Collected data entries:
++++++++++

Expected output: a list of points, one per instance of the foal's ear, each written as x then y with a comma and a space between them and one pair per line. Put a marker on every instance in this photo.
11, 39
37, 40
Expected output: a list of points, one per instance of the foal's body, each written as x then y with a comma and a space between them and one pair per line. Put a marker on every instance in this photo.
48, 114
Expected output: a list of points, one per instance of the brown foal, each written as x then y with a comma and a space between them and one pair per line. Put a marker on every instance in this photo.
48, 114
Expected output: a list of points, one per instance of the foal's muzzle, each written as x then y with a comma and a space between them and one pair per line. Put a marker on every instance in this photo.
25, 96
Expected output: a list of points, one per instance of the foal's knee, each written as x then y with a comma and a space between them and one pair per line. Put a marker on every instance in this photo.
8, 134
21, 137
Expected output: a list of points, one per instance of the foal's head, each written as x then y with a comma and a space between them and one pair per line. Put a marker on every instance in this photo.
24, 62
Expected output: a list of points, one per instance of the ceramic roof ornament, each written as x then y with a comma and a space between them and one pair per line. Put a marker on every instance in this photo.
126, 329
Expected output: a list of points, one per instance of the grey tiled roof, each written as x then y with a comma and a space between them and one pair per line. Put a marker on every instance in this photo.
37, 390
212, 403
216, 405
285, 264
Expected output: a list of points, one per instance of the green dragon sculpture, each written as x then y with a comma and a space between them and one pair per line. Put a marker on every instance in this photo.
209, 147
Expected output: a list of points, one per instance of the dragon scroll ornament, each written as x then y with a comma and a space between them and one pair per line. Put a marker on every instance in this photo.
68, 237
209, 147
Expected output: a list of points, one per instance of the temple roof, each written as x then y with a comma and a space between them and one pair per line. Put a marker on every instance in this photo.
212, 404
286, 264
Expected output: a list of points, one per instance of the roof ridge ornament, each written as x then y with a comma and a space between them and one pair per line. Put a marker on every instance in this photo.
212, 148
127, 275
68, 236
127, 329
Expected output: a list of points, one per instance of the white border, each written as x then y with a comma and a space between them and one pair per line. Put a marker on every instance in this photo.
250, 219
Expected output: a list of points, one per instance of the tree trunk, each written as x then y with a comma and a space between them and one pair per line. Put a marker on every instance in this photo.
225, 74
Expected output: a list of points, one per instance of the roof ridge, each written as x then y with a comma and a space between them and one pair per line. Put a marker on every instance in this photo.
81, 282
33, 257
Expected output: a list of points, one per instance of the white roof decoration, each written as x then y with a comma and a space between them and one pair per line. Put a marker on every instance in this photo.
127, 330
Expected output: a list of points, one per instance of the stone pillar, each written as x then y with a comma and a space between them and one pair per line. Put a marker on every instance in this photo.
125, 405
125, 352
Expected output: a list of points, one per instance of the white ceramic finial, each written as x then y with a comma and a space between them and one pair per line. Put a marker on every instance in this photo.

++++++++++

◆ What you will do: Take the entries above and transcribe them exactly.

◆ Result for this exercise:
Expected output: a list of points, one per instance of the foal's ear, each written as x then y with a comma and a space between them and one pair per line. Put a marker on every instance in this photo.
11, 39
37, 40
Expected output: a list of points, one per instance of the foal's body, each written as x then y with a comma and a space between them and one pair per line. Put a marker on every instance in this photo.
48, 114
Expected output: a list of points, one per instance of the brown foal, each written as x then y with a comma and a space between them and one pair per line. Put a marker on every instance in this photo.
48, 114
Expected output: a list of points, one per instance of the foal's muzzle, each written as x then y with a comma and a space between them and one pair per line. Put a marker on every instance in this photo.
25, 96
Expected output: a list of points, one per instance of the foal's knee, each written as x then y with a comma and a space between them and one pair per line. Put a marker on every instance in this photo.
8, 134
21, 137
Expected output: a list of points, one per instance of the foal's head, each written as x then y with a comma and a space between them and one pair per line. Put a marker on every instance in this photo.
24, 62
Expected output: a list of points, one per instance of the ceramic roof ornament, each written as x then y with a comma and a space between them and one pair per line. Put a marker on every instance in this photo.
126, 329
Expected output: a list of points, one per instance of the grey tiled roof, each written as x then y with a comma and a space between them and one pair per line. Put a marker on every instance in this photo.
37, 390
212, 403
216, 405
285, 264
Expected output: a list of points, one per instance of the green dragon sculpture, each written as x then y with a comma and a space between them and one pair per line. Put a marker on every instance in this photo.
209, 147
Expected output: a list of points, one per instance of the dragon scroll ornament, each written as x then y with a comma and a space between them and one pair per line. Put a marker on every instance in this photo.
68, 237
209, 147
Expected output: a list of points, one per instance of the temple roof, each written as x then y with a comma and a space between them and one pair per line. Put a marker on every instance in this photo.
212, 404
286, 264
Expected output: a list of points, one per instance of the roof ridge ornament, each written as x then y with a comma and a space between them and one pair per line. Put a marker on every instance in this photo.
212, 148
127, 275
68, 236
127, 329
Expected output: a list of points, one per instance of the white border, each written as x then y with a comma and a space between them and one pair per line. Put a marker on every instance in this photo.
250, 219
Expected output: a list of points, one per instance of the tree trunk, each written as x then y with a comma and a space between them and one pair per line. Put a marker on every instance in this photo.
225, 74
Expected output: a list of points, one per instance of the roof ridge, each written as x then y with a comma and a space between them and one pair per line. Put a marker on every instance in this photo.
81, 282
33, 257
Expected output: a list of points, one per instance of the white roof decoration, each written as x then y with a comma and a space between them and one pair per line. Put a marker on every instance in this photo.
127, 330
Expected output: a list of points, one per instance of the stone pillar, each written as x then y with a comma and a space between them and one pair per line. Put a marker on every instance in this photo.
125, 405
125, 352
Expected output: a list of points, one per instance of the white ceramic finial, each written as x then y with a comma and a space between them and one pair per line. Put a marker on every instance in this photo.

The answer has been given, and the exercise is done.